───── THE DATA ─────

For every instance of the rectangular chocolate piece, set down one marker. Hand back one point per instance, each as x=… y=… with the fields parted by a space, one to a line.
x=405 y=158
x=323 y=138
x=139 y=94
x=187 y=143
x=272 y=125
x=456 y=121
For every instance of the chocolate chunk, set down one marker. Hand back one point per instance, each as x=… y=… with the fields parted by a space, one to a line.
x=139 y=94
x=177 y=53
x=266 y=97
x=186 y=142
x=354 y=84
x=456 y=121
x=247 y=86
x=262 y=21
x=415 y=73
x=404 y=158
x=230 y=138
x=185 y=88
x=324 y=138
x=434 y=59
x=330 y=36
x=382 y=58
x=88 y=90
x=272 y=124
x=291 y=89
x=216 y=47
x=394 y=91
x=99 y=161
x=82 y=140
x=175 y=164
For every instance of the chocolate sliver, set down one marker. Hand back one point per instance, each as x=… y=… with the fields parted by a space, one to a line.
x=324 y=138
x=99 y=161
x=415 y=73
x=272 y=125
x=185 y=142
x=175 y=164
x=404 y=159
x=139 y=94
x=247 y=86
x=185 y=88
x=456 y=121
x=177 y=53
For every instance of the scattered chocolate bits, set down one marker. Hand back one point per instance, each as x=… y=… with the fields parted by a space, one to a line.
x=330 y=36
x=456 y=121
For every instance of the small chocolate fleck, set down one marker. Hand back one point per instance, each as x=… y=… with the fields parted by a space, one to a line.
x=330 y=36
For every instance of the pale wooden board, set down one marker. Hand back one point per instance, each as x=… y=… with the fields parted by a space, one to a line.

─────

▸ SHORT EXERCISE
Show the data once more, exactly as it was written.

▸ SOLVED EXERCISE
For every instance of the rectangular chocolate piece, set down one marker. Hand back one point per instance, each as x=… y=… with the fields parted by a space, one to a line.
x=405 y=158
x=323 y=138
x=139 y=94
x=187 y=143
x=272 y=125
x=456 y=121
For every instance of the chocolate chunk, set down one marker. Hand back one point per instance, each as x=… y=… with the fields parted by a space, one to a line.
x=139 y=94
x=177 y=53
x=266 y=97
x=186 y=142
x=354 y=84
x=456 y=121
x=247 y=86
x=262 y=21
x=415 y=73
x=404 y=158
x=230 y=138
x=185 y=88
x=324 y=138
x=434 y=59
x=330 y=36
x=382 y=58
x=88 y=90
x=272 y=124
x=291 y=89
x=216 y=47
x=394 y=91
x=99 y=161
x=82 y=140
x=175 y=164
For every instance of the chocolate sliver, set down one marker. Hand back one point per instance, each as x=… y=… with the fields parted by a space, one to a line.
x=324 y=138
x=99 y=161
x=415 y=73
x=272 y=125
x=185 y=142
x=175 y=164
x=404 y=159
x=139 y=94
x=247 y=86
x=185 y=88
x=456 y=121
x=177 y=53
For every instance of the scattered chocolate bits, set down one marker. Hand back one point per instance, each as x=… y=… with the fields parted by a space, one to a line.
x=330 y=36
x=456 y=121
For every instance of the small chocolate fleck, set down one marker. Hand back one point per instance, each as x=… y=… with the fields parted by a space, one to a line.
x=330 y=36
For every instance of the pale wooden board, set down one marker. Hand back one point per instance, each as x=… y=… with the fields parted by a space, one to a line.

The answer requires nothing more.